What to work on:
Starting at the line with "Expected behaviour: a marker sits on the decorative" and continuing through the end of the data, rewrite those lines with "wooden shutter" changed to "painted shutter" and everything else left the same.

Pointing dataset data
◇ ◇ ◇

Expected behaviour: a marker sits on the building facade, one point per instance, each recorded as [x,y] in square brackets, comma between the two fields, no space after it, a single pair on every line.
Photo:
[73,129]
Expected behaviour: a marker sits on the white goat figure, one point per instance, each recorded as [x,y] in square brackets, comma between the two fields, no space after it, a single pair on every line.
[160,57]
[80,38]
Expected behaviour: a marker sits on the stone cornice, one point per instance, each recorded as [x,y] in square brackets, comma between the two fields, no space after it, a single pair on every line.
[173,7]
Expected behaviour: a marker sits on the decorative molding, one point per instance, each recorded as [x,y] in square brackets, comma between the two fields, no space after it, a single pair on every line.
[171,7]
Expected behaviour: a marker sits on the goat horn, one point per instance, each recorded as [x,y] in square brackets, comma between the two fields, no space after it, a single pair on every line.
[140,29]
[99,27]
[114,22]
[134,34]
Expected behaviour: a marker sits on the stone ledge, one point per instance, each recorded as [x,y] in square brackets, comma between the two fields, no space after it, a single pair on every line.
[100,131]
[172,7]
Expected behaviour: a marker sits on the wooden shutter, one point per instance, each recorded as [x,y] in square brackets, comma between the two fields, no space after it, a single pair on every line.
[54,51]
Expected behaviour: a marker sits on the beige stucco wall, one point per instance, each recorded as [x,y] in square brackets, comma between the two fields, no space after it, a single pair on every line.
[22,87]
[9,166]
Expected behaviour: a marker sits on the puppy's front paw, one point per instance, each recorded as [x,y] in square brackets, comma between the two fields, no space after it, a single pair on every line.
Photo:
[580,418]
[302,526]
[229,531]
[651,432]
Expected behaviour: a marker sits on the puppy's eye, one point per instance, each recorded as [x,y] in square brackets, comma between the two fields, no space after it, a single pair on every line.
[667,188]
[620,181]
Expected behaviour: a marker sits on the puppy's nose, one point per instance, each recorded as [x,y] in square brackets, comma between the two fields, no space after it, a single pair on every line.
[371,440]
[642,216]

◇ ◇ ◇

Exercise solution:
Expected behaviour: a marker sits on the decorative molding, one point per instance, each recorded as [x,y] in square brackets, comma between the two fields, no space after it, a single pair on every line.
[171,7]
Expected behaviour: a marker sits on the goat horn, one point per instance, each recorded as [x,y] in square brackets, comma between the two fields, no space after it, a single pair on every line.
[140,29]
[99,27]
[114,22]
[134,34]
Expected behaviour: a marker sits on the stone ledge, one point per instance, each recorded as [x,y] in square brackets, comma between the two fields, no space after it, a single pair on every line.
[100,131]
[172,7]
Expected behaviour: a marker sits on the painted shutter, one point per instance, each recorded as [x,y] in square brackets, comma between the two fields, no space after it, a single pair on every line.
[54,51]
Expected behaviour: a marker sits on the beige stucco wall, one point per instance, each recorded as [x,y] in square brackets, comma between the two fields, no space after it, a single pair on every line.
[22,87]
[9,166]
Expected behaviour: a marker sits on the puppy's front paw, one point per instance, each recorded as [x,y] in square brackets, comma between the two fields, no space after it, a single pair on every line.
Photo:
[580,418]
[302,526]
[229,531]
[651,432]
Expected behaviour: a marker sits on the puppy's eye, one point per instance, each recorded as [x,y] in square brackets, comma between the two fields, no space after it, a single pair on every line.
[667,188]
[620,181]
Expected behaviour: a marker sits on the puppy's nose, one point per instance, each recorded as [x,y] in square brackets, comma between the two fields, no space after it, a single pair on every line.
[371,440]
[642,216]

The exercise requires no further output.